**AIM OF THE EXERCISE:**
The records should be repeated word for word, pictures excluded.

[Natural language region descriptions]
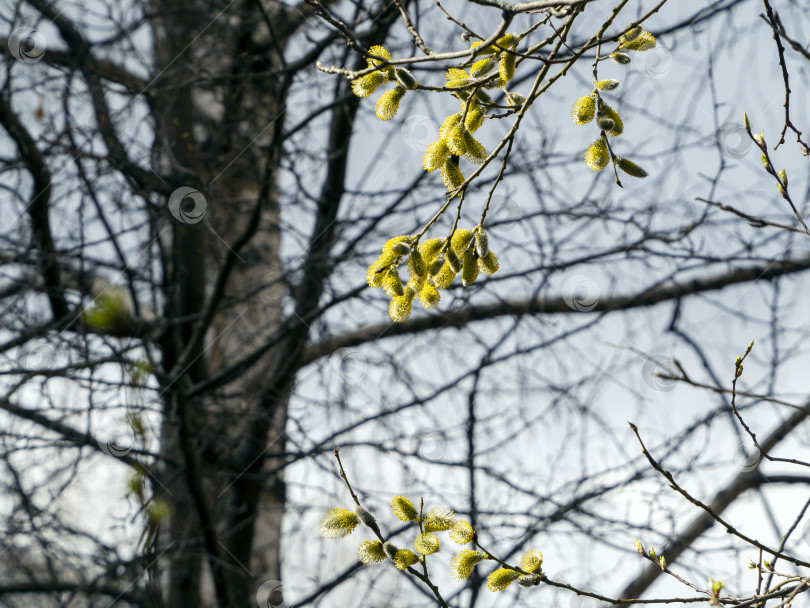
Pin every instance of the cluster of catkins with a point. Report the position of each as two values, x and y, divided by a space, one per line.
432 265
597 156
339 522
494 69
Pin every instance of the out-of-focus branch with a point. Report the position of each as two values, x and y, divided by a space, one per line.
743 481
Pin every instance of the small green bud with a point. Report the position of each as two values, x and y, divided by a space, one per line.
400 248
515 101
405 78
607 85
529 580
766 164
506 66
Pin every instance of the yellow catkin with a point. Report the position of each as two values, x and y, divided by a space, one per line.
597 156
388 104
469 271
583 110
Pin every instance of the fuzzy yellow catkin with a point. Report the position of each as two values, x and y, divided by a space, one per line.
501 578
416 264
388 104
429 296
475 151
583 110
597 156
481 243
469 271
446 274
482 67
405 78
451 175
455 140
618 125
489 263
474 119
392 284
607 85
366 85
605 123
436 265
435 155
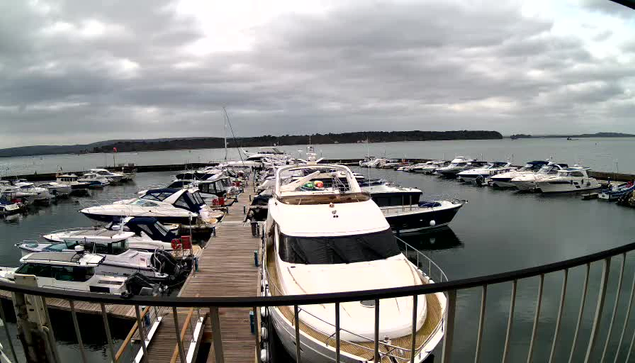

**TASK RESULT:**
Pin every instance of the cluster of catkins with a point. Report the position of each as two values, x and y, divided by a space, one per line.
432 265
597 156
339 522
494 69
Pin every instance of the out-of-focus branch with a point. Report the position of each as two values, x and y, divided by a space, one per line.
743 481
Pin every instance of the small green bud with a point. Report the position of each as two values, x and y, divided by a space, one per line.
400 248
515 101
405 78
607 85
529 580
766 164
506 66
Pin every instance of the yellow catkin with a point. Report the position of each as two values, x and y, divided by a space, one per line.
597 156
388 104
469 271
583 110
Pin every instance of the fuzzy yellow catkin with a point. Report the position of each as two values, x and y, divided by a space, one per line.
501 578
416 264
388 104
429 296
475 151
583 110
597 156
481 243
469 271
446 274
482 67
405 78
451 175
455 140
618 125
489 263
474 119
392 284
607 85
366 85
605 123
436 265
435 155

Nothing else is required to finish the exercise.